**Your objective**. Copy each line below that has "soldier".

======== Supplied data ========

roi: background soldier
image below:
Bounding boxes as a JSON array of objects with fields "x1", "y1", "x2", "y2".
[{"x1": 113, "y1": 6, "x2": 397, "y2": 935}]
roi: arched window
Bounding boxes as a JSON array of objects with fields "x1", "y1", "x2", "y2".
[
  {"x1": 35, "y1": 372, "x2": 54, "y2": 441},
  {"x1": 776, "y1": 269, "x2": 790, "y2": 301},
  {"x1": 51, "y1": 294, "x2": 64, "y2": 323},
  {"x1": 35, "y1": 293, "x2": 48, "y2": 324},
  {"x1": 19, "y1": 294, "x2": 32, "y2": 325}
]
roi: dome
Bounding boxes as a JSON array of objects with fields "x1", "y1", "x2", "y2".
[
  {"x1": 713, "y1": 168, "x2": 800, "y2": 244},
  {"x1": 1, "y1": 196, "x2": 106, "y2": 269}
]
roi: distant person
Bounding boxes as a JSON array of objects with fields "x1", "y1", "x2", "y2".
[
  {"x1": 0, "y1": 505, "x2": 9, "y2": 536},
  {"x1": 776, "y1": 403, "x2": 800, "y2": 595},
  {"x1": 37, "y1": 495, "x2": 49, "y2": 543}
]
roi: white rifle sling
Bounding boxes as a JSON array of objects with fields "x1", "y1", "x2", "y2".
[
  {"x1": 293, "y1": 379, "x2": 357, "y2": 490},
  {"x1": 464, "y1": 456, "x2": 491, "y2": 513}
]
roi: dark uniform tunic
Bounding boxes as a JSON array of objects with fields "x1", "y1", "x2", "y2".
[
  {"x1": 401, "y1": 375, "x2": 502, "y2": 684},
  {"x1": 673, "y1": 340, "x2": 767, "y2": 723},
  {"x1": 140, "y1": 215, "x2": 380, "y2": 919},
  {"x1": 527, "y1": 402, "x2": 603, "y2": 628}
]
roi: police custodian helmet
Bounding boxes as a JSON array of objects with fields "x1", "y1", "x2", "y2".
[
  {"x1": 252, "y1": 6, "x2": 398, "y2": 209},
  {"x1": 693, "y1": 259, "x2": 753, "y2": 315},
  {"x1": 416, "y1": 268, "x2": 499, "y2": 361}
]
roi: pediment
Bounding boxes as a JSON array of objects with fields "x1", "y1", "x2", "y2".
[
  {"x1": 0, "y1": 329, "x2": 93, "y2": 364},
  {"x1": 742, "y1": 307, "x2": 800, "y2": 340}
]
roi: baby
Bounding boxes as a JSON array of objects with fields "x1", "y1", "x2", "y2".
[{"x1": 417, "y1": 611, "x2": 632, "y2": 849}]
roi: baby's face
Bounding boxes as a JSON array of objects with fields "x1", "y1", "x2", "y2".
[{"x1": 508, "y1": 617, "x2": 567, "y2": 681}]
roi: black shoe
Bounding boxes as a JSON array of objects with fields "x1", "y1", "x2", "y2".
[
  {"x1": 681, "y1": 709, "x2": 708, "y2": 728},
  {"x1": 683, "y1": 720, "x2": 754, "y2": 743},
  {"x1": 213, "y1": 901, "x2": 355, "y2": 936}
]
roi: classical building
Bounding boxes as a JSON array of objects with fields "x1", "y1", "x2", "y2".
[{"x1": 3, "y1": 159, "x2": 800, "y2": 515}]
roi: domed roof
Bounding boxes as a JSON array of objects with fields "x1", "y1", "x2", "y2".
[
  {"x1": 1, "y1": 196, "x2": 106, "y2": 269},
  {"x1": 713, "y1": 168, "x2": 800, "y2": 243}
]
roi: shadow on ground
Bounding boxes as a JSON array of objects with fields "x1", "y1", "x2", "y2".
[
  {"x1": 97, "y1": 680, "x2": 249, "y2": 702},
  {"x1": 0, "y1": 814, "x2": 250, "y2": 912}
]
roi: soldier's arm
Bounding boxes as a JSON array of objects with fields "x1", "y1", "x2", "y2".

========

**Task response**.
roi: background soldier
roi: soldier's arm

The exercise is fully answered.